Your task is to write out the lines from the line containing "target: folded green tarp" through the last line of the material, exactly.

____________________

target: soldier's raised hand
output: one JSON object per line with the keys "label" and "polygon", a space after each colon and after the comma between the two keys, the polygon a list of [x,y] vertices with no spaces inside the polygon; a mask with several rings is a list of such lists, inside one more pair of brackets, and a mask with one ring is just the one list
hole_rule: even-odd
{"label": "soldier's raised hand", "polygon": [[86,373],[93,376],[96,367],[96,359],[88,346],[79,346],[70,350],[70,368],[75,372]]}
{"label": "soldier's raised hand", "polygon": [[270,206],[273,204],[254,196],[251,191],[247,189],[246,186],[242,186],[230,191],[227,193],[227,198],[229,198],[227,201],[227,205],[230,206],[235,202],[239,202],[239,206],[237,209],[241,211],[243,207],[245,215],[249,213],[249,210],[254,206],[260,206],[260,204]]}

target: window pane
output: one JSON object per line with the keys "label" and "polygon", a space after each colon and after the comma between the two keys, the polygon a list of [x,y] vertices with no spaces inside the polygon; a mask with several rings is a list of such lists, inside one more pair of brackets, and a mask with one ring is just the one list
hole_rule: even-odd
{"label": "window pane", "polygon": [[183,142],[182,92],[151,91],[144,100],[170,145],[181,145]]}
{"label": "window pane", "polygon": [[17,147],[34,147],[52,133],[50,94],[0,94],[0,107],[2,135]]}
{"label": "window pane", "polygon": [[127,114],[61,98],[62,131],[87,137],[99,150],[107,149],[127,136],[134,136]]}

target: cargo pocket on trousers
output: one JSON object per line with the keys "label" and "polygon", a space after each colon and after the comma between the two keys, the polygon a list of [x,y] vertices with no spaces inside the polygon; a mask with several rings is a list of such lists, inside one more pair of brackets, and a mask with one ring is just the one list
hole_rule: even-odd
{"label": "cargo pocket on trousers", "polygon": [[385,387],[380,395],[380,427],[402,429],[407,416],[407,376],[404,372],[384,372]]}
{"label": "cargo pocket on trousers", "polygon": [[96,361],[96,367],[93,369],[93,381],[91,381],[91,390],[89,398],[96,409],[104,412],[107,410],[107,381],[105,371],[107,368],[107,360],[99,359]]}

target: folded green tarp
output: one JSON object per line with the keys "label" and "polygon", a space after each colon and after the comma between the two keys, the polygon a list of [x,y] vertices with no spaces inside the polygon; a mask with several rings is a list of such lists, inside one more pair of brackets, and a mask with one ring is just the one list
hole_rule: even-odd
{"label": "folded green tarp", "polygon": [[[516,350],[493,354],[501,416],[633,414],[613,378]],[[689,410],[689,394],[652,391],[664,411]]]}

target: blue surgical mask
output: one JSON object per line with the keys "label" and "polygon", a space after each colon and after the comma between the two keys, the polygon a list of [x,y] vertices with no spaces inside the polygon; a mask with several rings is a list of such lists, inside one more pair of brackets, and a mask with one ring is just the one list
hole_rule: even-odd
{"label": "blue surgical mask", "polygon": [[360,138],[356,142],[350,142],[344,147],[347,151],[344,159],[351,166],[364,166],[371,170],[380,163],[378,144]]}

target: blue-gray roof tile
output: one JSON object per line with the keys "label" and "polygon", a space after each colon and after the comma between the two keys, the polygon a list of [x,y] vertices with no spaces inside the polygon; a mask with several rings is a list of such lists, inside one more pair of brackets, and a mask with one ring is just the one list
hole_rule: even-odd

____________________

= WRITTEN SOLUTION =
target: folded green tarp
output: one JSON object per line with the keys "label" and "polygon", a space after each colon and after the comma between the two keys, the polygon a list of [x,y] vertices with no spaces inside the polygon; a mask with several rings is a list of such lists, inside one more pair of brackets, and a mask with one ring is just the one list
hole_rule: even-odd
{"label": "folded green tarp", "polygon": [[[516,350],[493,354],[501,416],[633,414],[613,378]],[[689,410],[689,394],[652,391],[664,411]]]}

target: blue surgical mask
output: one JSON object per line with the keys "label" and "polygon", a space after each colon and after the comma between the two keys, the polygon a list of [x,y] vertices with no spaces inside the polygon; a mask with several rings is a list of such lists, inside one more pair of brackets, and a mask with one ring is just the one list
hole_rule: even-odd
{"label": "blue surgical mask", "polygon": [[360,138],[356,142],[350,142],[344,147],[347,151],[344,159],[351,166],[364,166],[371,170],[380,163],[378,144]]}

target: blue-gray roof tile
output: one JSON object per line with the keys "label" and "polygon", a space after each colon and after the comma between the two keys, the polygon a list of [x,y] vertices with no spaces inside the polygon; a mask with several rings is a list of such lists, inside one more pair of brackets, and a mask with one ring is just the one list
hole_rule: even-odd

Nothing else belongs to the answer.